Task item:
Starting at the line that holds "positive clicks: (41, 26)" and stopping at the line that holds "12L24 17L20 24L24", restate the records below word for word, with both of those lines included.

Material to process:
┄┄┄┄┄┄┄┄┄┄┄┄┄┄┄┄┄┄┄┄
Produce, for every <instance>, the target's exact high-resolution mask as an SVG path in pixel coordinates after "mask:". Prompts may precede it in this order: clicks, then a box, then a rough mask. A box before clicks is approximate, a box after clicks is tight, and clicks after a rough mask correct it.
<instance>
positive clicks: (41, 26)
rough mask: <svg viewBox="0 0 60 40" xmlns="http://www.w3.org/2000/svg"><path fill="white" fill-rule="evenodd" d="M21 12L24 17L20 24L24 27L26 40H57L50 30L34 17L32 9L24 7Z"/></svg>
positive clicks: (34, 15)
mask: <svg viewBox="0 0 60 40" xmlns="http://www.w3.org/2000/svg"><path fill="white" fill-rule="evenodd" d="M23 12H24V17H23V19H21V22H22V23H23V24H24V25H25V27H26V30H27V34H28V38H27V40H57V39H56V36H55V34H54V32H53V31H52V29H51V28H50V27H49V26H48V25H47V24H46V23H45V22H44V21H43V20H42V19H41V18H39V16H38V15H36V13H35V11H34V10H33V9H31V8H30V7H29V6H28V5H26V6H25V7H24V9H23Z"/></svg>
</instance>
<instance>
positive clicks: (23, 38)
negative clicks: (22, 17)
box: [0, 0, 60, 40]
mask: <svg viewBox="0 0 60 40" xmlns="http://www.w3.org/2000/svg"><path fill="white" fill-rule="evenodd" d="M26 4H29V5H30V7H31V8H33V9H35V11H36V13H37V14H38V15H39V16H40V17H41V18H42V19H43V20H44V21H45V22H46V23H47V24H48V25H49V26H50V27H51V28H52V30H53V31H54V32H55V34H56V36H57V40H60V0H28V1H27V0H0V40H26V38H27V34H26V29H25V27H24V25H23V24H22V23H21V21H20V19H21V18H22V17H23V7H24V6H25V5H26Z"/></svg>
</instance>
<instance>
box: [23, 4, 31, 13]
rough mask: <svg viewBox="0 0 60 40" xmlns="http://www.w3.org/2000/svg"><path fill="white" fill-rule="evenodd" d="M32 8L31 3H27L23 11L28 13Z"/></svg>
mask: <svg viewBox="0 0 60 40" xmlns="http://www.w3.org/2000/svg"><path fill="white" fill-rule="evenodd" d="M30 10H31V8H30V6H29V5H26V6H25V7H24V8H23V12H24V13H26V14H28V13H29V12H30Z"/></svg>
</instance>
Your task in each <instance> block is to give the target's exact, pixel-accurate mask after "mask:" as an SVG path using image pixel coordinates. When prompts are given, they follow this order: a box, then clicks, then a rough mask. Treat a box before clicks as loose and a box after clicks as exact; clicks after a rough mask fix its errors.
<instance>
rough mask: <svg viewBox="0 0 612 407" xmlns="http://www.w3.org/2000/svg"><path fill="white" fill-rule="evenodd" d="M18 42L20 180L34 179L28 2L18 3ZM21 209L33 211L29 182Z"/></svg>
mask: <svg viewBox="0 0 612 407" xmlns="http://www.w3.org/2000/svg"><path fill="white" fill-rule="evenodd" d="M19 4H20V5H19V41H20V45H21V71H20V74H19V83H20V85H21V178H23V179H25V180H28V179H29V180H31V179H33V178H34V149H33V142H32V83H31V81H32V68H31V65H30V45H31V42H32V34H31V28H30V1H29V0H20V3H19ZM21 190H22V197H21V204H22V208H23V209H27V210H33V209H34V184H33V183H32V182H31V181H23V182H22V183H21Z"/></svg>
┄┄┄┄┄┄┄┄┄┄┄┄┄┄┄┄┄┄┄┄
Problem solution:
positive clicks: (41, 26)
rough mask: <svg viewBox="0 0 60 40" xmlns="http://www.w3.org/2000/svg"><path fill="white" fill-rule="evenodd" d="M21 12L24 17L20 24L24 27L26 40H57L50 30L34 17L32 9L24 7Z"/></svg>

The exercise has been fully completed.